Por: Amaro Alves de Almeida Neto
1. O parágrafo único do art. 1.704, e o § 2º do art. 1.694 do Código Civil em vigor, cujos enunciados não constavam do revogado diploma, encerram uma evidente antinomia [1] com o sistema jurídico-legal dos alimentos (Subtítulo III, Título II, Livro IV), especialmente com o disposto nos arts. 1.702, 1.704, caput, e o parágrafo único do art. 1.708, do CC, e o art. 19 da Lei do Divórcio, mas que certamente será solucionada pela jurisprudência.
2. A prestação dos alimentos, na separação litigiosa, vem regulada pelo art. 1.702, que reza:
“Art. 1.702. Na separação judicial litigiosa, sendo um dos cônjuges inocente e desprovido de recursos, prestar-lhe-á o outro a pensão alimentícia que o juiz fixar, obedecidos os critérios no art. 1.694.”

------------------------------------------------------------------------

De acordo com o trecho sobre alimentos no Código Civil, qual artigo regula a prestação dos alimentos na separação litigiosa?

------------------------------------------------------------------------

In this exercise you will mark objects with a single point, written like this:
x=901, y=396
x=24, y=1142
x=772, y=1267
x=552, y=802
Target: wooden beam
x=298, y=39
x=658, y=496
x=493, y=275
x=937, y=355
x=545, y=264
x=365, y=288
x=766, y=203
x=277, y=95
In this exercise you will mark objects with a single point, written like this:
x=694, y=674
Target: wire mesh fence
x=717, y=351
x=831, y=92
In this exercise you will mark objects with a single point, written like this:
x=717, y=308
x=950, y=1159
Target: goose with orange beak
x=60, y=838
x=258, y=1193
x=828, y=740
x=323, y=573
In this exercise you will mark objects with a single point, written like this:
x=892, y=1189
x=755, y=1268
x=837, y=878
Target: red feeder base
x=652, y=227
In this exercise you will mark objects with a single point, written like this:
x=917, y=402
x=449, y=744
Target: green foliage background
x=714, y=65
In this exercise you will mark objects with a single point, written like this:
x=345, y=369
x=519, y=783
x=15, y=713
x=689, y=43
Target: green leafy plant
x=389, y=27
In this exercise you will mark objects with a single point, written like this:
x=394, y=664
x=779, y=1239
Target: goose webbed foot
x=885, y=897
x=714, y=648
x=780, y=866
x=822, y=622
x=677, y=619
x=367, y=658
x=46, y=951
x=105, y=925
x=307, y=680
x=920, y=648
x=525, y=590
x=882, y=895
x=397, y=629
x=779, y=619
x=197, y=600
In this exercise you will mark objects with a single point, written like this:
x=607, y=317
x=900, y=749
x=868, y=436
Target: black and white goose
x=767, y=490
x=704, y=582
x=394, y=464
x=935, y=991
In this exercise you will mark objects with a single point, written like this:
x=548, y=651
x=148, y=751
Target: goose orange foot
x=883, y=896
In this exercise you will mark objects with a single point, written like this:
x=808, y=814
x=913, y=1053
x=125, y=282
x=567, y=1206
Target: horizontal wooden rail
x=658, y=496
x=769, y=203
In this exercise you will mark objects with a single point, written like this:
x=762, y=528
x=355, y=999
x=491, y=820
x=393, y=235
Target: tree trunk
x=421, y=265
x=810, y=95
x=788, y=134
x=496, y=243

------------------------------------------------------------------------

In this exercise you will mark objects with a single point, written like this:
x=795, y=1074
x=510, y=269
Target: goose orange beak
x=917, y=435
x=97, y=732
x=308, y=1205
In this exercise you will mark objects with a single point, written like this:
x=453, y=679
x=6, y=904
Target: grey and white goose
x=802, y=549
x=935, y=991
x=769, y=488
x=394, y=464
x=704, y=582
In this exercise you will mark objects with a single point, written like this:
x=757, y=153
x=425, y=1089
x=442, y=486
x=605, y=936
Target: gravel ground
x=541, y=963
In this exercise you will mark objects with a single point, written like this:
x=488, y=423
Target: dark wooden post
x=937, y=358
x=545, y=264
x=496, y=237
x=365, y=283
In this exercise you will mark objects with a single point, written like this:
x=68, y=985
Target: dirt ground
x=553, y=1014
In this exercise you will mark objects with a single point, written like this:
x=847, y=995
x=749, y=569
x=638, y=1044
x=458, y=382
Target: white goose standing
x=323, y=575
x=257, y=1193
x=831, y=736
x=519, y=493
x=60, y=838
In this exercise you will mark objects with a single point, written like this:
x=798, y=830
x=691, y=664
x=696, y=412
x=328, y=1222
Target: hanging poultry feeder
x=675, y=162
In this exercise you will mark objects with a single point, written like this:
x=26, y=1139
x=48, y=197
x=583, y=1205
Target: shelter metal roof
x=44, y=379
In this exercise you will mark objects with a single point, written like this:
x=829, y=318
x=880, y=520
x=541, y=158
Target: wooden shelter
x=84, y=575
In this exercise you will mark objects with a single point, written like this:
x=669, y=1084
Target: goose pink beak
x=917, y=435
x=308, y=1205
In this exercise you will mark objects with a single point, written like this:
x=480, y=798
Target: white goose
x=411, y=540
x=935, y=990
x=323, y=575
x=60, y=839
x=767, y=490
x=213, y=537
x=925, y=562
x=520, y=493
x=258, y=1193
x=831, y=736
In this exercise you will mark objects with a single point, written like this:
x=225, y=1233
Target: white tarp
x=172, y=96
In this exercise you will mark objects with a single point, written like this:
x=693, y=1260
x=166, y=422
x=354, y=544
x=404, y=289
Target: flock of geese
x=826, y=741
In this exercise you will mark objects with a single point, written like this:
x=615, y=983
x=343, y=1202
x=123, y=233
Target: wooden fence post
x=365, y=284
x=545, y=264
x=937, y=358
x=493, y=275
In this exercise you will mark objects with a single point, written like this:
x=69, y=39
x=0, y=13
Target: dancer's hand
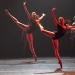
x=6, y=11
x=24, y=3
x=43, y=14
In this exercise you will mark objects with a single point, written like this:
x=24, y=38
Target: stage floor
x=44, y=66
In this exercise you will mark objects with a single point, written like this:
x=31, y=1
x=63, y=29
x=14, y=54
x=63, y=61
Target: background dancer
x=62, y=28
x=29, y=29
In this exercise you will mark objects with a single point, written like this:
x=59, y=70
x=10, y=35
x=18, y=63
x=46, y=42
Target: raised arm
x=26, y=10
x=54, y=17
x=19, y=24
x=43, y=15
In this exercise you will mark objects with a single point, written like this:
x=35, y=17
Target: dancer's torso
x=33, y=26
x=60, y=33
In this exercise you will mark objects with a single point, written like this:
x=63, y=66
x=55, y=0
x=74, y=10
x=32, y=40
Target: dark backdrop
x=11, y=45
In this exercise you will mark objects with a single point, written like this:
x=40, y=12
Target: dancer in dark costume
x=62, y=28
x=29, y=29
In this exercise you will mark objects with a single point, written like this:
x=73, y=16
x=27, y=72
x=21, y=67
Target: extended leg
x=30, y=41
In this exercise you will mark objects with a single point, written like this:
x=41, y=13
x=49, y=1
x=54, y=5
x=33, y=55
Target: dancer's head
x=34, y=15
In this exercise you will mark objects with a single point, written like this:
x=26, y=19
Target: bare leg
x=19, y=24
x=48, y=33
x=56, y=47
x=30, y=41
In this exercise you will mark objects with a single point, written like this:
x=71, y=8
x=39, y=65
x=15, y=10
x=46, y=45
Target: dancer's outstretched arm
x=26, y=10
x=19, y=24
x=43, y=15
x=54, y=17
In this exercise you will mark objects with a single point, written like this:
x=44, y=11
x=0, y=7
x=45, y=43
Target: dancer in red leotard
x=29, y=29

------------------------------------------------------------------------

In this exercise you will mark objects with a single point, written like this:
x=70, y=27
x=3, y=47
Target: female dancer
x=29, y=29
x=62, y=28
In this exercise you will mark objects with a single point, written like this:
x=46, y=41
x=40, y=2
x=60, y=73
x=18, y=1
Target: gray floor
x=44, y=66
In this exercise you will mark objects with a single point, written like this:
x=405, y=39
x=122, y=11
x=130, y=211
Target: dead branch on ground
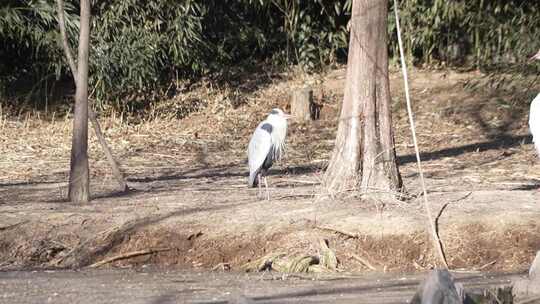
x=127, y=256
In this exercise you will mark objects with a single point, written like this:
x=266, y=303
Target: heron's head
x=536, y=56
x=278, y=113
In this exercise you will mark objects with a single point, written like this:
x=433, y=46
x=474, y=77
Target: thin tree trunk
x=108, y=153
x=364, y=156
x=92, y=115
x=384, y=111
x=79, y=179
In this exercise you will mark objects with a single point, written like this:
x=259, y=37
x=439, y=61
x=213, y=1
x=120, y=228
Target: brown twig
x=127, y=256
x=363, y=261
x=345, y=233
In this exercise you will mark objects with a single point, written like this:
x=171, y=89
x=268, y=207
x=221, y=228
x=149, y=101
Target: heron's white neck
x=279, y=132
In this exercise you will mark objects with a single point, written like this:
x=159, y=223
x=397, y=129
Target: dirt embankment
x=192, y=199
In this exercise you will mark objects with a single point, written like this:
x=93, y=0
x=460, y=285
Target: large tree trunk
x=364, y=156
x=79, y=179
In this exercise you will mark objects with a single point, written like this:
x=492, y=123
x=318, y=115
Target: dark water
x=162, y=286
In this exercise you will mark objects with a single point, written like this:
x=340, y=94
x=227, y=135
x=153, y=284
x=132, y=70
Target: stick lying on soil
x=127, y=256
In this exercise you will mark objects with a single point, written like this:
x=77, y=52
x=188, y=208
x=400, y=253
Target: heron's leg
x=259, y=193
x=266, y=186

------------------------------------------------------------------------

## [Resultado da tarefa]
O art. 1.702.